REQUIRED ACTION:
Rewrite all the items with every "positive clicks" replaced by "foreground clicks" and everything else left unchanged. Leave the pictures out of your answer.

───

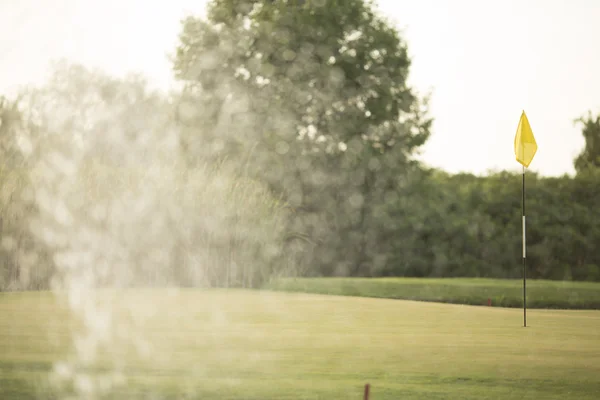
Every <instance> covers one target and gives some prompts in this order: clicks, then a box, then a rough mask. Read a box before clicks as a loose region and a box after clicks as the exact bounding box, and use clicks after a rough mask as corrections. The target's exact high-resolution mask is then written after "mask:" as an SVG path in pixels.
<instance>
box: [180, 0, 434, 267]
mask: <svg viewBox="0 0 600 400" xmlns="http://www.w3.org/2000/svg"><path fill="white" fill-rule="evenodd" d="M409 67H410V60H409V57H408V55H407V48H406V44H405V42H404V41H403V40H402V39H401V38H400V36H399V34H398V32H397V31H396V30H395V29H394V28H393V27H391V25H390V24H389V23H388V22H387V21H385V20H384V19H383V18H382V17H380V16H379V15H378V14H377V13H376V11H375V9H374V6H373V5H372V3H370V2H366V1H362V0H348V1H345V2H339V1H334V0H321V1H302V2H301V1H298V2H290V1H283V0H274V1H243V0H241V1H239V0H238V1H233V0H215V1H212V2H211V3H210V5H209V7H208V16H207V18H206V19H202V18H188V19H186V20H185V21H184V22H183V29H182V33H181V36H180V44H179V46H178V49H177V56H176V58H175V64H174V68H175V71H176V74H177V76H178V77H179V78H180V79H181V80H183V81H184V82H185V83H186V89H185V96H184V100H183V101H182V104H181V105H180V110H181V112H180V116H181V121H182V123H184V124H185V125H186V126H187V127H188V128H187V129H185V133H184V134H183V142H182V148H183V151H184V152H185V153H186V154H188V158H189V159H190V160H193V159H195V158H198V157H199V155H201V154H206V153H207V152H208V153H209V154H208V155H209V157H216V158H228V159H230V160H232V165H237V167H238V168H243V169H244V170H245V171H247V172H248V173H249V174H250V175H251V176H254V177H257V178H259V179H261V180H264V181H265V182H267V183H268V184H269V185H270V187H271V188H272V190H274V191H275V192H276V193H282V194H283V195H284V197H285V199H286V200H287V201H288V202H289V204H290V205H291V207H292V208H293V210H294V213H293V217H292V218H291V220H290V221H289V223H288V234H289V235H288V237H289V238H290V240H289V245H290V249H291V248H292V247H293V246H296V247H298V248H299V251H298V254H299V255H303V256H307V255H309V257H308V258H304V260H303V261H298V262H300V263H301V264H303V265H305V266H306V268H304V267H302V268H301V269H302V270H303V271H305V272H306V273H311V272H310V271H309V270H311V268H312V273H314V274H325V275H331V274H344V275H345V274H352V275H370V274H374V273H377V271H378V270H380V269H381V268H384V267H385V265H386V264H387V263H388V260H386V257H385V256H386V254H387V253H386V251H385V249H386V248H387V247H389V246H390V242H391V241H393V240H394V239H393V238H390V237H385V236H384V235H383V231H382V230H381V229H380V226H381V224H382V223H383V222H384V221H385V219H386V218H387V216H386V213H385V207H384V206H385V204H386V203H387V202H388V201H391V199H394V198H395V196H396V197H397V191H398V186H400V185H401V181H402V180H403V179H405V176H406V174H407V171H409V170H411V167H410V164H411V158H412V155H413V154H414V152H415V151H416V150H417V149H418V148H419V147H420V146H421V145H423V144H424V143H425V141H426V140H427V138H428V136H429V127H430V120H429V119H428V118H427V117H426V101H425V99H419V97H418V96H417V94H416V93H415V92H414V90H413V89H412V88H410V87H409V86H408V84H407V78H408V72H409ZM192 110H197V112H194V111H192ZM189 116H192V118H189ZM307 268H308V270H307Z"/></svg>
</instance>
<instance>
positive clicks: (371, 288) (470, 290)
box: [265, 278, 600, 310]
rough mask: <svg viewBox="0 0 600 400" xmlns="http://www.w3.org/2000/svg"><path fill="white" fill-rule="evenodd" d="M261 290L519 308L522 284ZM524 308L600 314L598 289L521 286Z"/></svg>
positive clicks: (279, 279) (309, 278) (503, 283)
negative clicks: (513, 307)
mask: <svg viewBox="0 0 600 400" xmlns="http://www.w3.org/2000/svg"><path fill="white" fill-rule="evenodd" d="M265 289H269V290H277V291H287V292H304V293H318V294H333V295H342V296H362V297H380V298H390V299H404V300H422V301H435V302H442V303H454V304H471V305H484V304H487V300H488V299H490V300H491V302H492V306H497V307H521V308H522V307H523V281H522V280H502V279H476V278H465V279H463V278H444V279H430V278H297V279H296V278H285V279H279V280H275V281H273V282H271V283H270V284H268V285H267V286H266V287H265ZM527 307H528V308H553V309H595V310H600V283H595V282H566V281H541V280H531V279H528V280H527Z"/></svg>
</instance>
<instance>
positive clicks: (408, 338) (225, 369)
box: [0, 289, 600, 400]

───

EXPECTED ANSWER:
Every <instance> covers one target and gives some prompts in this order: clicks, then a box, then a rough mask. Read a box before clicks as a loose region and a box after clicks as the exact bounding box, and use clicks after a rough mask as corrections. The target's exact high-resolution mask is then written after "mask:" as an SVG path in pixels.
<instance>
box: [180, 0, 434, 267]
mask: <svg viewBox="0 0 600 400" xmlns="http://www.w3.org/2000/svg"><path fill="white" fill-rule="evenodd" d="M409 67H410V60H409V57H408V55H407V48H406V44H405V42H404V41H403V40H402V39H401V38H400V36H399V34H398V32H397V31H396V30H395V29H394V28H393V27H391V25H390V24H389V23H388V22H387V21H385V20H384V19H383V18H382V17H380V16H379V15H378V14H377V13H376V11H375V9H374V6H373V5H372V3H370V2H366V1H362V0H348V1H345V2H339V1H334V0H321V1H302V2H301V1H298V2H290V1H283V0H274V1H243V0H241V1H239V0H238V1H233V0H215V1H212V2H211V3H210V5H209V7H208V16H207V18H206V19H202V18H188V19H186V20H185V21H184V22H183V29H182V33H181V36H180V44H179V46H178V49H177V56H176V58H175V64H174V68H175V71H176V74H177V76H178V77H179V78H180V79H181V80H183V81H184V82H185V83H186V89H185V96H184V100H183V101H182V104H181V105H180V110H181V112H180V116H181V121H182V123H184V124H185V125H186V126H187V127H188V128H187V129H185V133H184V134H183V142H182V148H183V151H184V152H185V153H186V154H188V158H189V159H190V160H193V159H195V158H198V157H199V155H201V154H206V153H207V152H208V153H209V154H208V155H209V157H216V158H228V159H230V160H232V165H237V167H238V168H243V169H244V170H245V171H247V172H248V173H249V174H250V175H251V176H254V177H257V178H259V179H261V180H264V181H265V182H267V183H268V184H269V185H270V187H271V188H272V190H274V191H275V192H276V193H282V194H283V195H284V197H285V199H286V200H287V201H288V202H289V204H290V205H291V207H292V208H293V210H294V213H293V217H292V218H291V220H290V221H289V223H288V234H289V235H288V237H289V238H290V240H289V245H290V249H291V248H292V247H293V246H296V247H298V248H299V251H298V254H299V255H303V256H307V255H309V257H308V258H304V260H303V261H298V262H300V263H301V264H303V265H305V266H306V268H304V267H302V268H301V269H302V270H303V271H305V272H306V273H311V272H310V271H309V270H311V268H312V273H314V274H325V275H331V274H344V275H345V274H352V275H370V274H374V273H377V271H378V270H380V269H381V268H384V267H385V265H386V264H387V263H388V260H386V257H385V256H386V254H387V253H386V251H385V249H386V248H387V247H389V246H390V242H391V241H393V240H394V239H393V238H390V237H385V236H384V235H383V231H382V230H381V229H380V226H381V224H382V223H383V222H384V221H385V219H386V218H387V216H386V213H385V207H384V206H385V204H386V203H387V202H388V201H391V199H394V198H395V196H396V197H397V191H398V186H400V185H401V181H402V180H403V179H405V176H406V174H407V171H409V170H411V167H410V164H411V158H412V155H413V154H414V152H415V151H416V150H417V149H418V148H419V147H420V146H421V145H423V144H424V143H425V141H426V140H427V138H428V136H429V127H430V120H429V119H428V118H427V117H426V101H425V99H419V97H418V96H417V94H416V93H415V92H414V90H413V89H412V88H410V87H409V86H408V84H407V78H408V72H409ZM192 110H197V112H194V111H192ZM189 116H192V118H189ZM307 268H308V270H307Z"/></svg>
</instance>
<instance>
foreground clicks: (371, 288) (470, 290)
box: [265, 278, 600, 310]
rough mask: <svg viewBox="0 0 600 400" xmlns="http://www.w3.org/2000/svg"><path fill="white" fill-rule="evenodd" d="M261 290L519 308L522 284ZM524 308L600 314L598 289L521 286Z"/></svg>
foreground clicks: (279, 279) (309, 278) (503, 283)
negative clicks: (513, 307)
mask: <svg viewBox="0 0 600 400" xmlns="http://www.w3.org/2000/svg"><path fill="white" fill-rule="evenodd" d="M265 289H269V290H277V291H287V292H304V293H318V294H333V295H342V296H362V297H380V298H390V299H404V300H422V301H435V302H442V303H454V304H471V305H484V304H487V300H488V299H490V300H491V302H492V306H497V307H521V308H522V307H523V281H522V280H502V279H476V278H465V279H463V278H444V279H430V278H297V279H296V278H285V279H279V280H275V281H273V282H271V283H270V284H268V285H267V286H266V287H265ZM527 307H528V308H553V309H595V310H600V283H595V282H566V281H541V280H531V279H528V280H527Z"/></svg>
</instance>
<instance>
foreground clicks: (408, 338) (225, 369)
box: [0, 289, 600, 400]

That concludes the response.